**To be done**: In the passage on bank liability for customer fraud, what reason do courts give for declining to find a duty of care owed to non-customers?
* Begin Selected extract *
Financial institutions are vulnerable to financial loss and reputational damage caused by dishonest customers who use deposit accounts as part of a scheme to defraud others.  An all too common fact pattern involves the fraudster convincing his or her victim to deposit a check or wire funds into an account controlled by the wrongdoer.  The wrongdoer may mask the scheme by using an account titled in such a way as to give an appearance of legitimacy to the transaction.  But when the fraud is eventually discovered, the funds turn up missing and the conman skips town, the victim will look to the financial institution that received the funds to shoulder the loss.

Fortunately, courts across the country have regularly rejected attempts to hold financial institutions responsible for losses created by bad customers.  Specifically, courts have declined to find a duty of care owed to non-customers because there is no contractual relationship between the bank and the victim vis-à-vis fraudulent accounts opened by the wrongdoer.  Moreover, courts have declined to find a duty of care born from the bank’s internal policies and procedures governing the opening of new accounts.
* End Selected extract *
* Begin Recorded data *
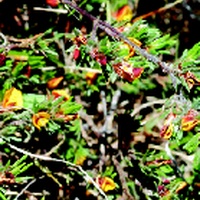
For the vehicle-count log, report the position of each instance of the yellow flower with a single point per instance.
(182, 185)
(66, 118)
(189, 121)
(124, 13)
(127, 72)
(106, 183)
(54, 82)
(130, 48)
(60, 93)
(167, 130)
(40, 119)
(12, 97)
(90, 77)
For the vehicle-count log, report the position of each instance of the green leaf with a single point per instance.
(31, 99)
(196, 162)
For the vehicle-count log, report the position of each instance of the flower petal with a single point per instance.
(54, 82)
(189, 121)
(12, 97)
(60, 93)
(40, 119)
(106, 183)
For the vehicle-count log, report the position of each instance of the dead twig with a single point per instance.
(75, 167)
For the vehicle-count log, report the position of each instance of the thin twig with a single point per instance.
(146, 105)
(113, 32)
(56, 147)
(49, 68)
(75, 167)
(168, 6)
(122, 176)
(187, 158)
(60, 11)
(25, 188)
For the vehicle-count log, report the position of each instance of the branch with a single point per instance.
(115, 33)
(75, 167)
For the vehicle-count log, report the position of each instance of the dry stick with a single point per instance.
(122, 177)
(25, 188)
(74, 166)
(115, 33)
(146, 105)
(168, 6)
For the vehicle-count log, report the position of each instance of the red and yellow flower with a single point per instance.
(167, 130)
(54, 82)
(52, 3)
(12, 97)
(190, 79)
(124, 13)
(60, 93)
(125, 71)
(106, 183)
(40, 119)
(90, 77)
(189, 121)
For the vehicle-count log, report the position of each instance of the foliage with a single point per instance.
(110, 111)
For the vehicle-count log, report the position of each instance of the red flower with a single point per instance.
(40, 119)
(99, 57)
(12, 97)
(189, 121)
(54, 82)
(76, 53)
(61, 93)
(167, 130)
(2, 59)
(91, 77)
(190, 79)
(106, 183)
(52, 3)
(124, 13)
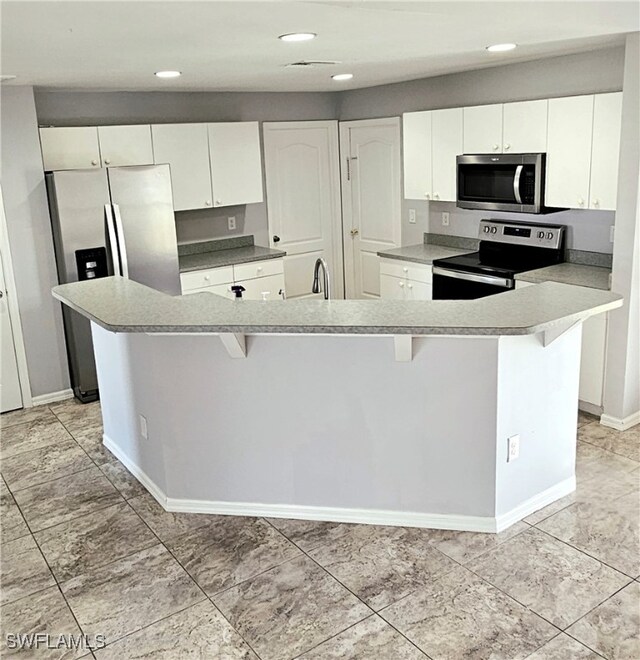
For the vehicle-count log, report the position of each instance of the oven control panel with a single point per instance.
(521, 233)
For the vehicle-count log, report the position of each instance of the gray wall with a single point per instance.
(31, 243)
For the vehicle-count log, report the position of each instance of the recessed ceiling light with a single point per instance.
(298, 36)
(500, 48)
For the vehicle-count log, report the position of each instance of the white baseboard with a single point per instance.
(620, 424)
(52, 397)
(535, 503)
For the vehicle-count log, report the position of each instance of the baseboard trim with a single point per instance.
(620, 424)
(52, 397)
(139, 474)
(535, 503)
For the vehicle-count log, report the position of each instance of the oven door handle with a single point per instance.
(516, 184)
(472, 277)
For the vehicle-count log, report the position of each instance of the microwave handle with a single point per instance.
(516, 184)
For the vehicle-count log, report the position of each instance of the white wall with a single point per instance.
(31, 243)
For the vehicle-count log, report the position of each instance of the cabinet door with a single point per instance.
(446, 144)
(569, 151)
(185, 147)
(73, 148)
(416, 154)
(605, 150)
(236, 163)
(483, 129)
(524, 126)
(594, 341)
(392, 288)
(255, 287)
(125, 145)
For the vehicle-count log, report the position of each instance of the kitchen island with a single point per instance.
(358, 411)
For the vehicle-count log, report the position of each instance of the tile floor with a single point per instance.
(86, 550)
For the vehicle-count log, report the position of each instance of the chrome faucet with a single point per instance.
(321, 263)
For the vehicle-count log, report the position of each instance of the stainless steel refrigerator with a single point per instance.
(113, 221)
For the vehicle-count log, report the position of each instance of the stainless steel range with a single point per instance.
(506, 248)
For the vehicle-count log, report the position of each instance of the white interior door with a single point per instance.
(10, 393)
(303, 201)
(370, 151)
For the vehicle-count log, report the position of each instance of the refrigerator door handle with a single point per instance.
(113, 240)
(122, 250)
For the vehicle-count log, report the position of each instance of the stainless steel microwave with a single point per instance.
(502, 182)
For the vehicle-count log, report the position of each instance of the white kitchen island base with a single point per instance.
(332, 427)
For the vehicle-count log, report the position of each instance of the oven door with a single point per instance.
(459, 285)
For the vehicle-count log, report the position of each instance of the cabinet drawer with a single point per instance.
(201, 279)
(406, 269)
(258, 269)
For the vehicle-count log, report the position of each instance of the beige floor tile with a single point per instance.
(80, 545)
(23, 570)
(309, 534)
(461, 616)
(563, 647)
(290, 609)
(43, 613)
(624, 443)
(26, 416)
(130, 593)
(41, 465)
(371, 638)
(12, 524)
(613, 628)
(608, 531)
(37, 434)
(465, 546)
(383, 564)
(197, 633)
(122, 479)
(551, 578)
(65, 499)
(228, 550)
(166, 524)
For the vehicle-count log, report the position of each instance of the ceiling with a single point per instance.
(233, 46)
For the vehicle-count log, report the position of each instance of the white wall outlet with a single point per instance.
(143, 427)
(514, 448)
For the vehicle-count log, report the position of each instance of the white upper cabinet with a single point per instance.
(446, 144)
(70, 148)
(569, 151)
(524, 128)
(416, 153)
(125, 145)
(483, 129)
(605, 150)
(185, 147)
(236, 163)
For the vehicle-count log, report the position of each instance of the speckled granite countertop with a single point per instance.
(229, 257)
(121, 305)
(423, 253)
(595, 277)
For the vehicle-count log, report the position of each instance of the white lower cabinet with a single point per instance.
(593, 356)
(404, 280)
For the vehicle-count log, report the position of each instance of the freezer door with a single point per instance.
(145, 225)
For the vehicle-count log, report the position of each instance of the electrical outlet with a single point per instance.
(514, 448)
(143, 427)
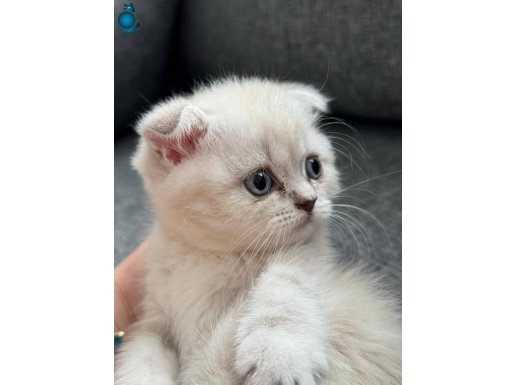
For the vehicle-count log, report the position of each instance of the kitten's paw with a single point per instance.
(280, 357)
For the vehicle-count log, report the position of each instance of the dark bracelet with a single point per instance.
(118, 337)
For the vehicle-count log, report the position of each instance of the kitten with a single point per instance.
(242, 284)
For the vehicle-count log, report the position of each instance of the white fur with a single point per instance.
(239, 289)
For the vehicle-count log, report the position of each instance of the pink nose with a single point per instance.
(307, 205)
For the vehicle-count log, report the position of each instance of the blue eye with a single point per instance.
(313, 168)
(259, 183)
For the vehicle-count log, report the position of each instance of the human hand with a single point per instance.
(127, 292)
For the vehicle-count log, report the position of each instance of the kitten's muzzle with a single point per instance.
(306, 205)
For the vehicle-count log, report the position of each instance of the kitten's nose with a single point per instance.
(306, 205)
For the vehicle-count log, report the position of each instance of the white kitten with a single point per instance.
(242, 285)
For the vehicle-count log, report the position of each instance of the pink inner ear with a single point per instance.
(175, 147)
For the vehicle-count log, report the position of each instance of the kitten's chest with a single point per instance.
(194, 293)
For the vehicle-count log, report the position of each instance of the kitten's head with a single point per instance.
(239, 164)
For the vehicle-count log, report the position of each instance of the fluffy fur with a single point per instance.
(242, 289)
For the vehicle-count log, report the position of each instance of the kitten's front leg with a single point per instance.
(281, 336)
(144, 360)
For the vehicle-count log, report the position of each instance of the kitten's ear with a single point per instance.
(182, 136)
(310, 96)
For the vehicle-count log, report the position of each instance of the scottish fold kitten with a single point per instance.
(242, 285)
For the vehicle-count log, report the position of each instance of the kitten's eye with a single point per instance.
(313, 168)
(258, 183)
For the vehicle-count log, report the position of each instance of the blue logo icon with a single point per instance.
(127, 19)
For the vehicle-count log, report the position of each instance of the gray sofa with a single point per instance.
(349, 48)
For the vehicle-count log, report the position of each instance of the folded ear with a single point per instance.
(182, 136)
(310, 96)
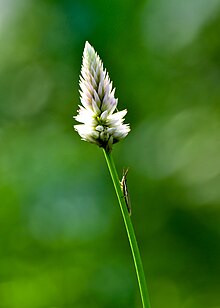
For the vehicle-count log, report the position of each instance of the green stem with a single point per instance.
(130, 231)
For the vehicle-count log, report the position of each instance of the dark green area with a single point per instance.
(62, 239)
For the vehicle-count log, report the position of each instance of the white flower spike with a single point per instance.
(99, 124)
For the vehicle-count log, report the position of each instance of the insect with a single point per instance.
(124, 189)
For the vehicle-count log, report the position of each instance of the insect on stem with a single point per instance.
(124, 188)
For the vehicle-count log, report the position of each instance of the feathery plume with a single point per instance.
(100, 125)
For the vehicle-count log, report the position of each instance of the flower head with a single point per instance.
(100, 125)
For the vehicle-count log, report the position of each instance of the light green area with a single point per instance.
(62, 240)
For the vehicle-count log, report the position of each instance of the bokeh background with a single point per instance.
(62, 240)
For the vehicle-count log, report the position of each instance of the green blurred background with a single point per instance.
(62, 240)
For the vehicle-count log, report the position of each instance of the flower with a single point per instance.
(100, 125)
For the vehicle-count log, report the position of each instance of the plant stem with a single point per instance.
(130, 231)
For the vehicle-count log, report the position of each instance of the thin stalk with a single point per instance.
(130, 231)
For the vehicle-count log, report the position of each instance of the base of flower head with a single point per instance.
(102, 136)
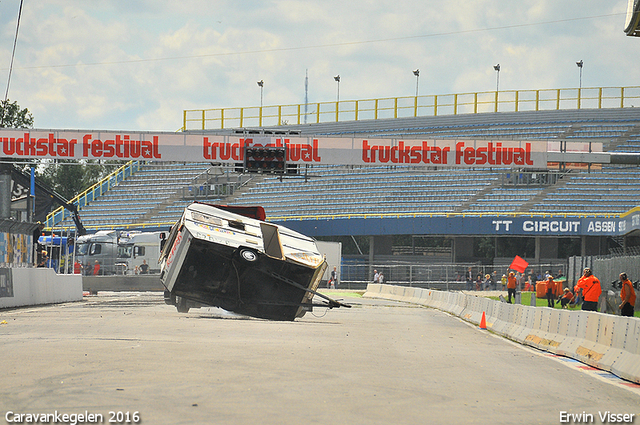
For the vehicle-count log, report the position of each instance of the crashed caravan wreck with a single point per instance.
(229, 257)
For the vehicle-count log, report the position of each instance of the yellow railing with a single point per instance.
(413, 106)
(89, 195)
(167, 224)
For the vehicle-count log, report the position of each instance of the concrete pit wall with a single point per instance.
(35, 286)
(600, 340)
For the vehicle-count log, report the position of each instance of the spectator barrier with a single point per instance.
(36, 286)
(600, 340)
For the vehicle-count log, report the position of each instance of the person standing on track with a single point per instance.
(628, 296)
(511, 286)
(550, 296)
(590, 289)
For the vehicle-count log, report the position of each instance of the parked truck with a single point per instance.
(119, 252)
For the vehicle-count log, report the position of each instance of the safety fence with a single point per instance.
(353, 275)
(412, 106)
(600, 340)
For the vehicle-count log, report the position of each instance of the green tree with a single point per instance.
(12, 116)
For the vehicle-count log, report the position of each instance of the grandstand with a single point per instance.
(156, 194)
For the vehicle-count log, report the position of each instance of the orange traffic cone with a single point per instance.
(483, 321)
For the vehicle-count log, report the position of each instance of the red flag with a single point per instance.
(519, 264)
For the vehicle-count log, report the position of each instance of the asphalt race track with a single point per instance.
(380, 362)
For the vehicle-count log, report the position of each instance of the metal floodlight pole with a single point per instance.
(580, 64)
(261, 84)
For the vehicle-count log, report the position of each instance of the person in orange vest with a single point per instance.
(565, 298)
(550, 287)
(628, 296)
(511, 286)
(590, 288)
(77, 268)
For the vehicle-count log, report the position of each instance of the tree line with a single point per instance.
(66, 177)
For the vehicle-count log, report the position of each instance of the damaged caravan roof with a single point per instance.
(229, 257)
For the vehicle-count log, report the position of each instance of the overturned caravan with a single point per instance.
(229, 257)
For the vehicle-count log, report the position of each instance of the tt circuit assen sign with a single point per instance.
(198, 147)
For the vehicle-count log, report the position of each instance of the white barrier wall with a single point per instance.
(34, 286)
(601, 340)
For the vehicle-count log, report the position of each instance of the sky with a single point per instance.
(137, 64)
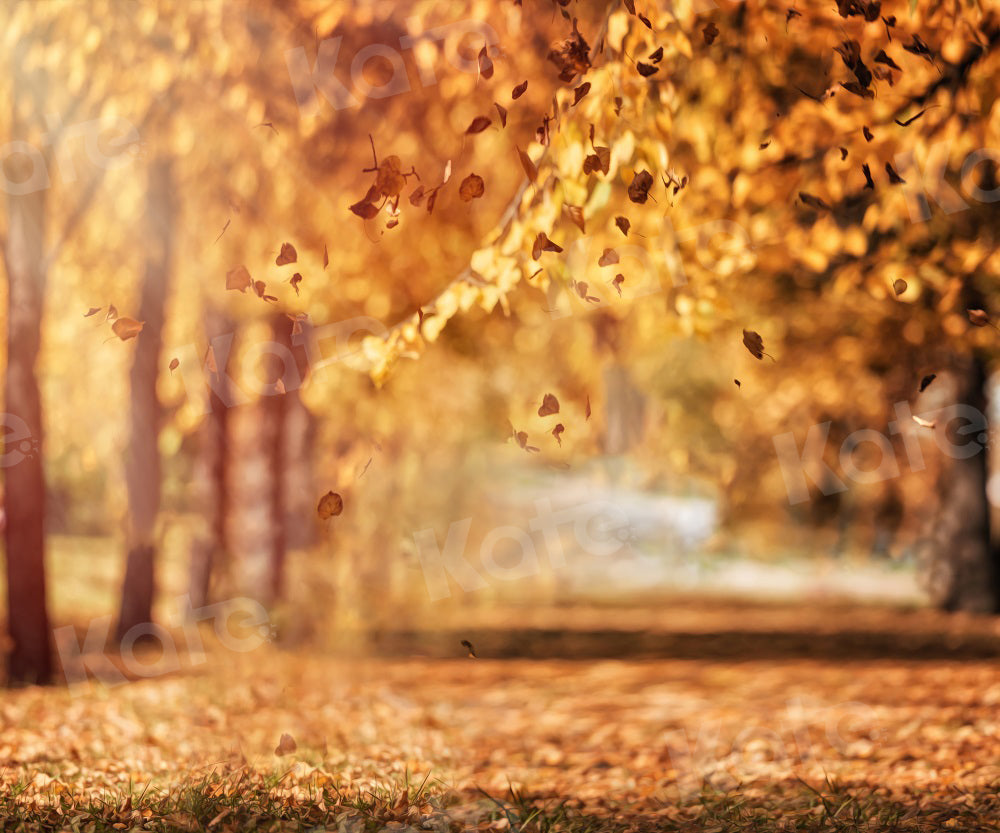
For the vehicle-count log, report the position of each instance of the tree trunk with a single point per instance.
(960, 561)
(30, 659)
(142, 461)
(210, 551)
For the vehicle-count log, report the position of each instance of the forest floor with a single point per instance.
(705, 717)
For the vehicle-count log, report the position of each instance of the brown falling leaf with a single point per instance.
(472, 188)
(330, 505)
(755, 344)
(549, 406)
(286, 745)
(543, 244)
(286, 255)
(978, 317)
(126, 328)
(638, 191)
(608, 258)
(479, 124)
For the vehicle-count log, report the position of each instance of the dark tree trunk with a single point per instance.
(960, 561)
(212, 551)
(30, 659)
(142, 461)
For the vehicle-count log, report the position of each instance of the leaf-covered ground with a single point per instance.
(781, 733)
* End Recorded data *
**Final result**: There is no contractual relationship between the bank and the victim regarding fraudulent accounts opened by the wrongdoer.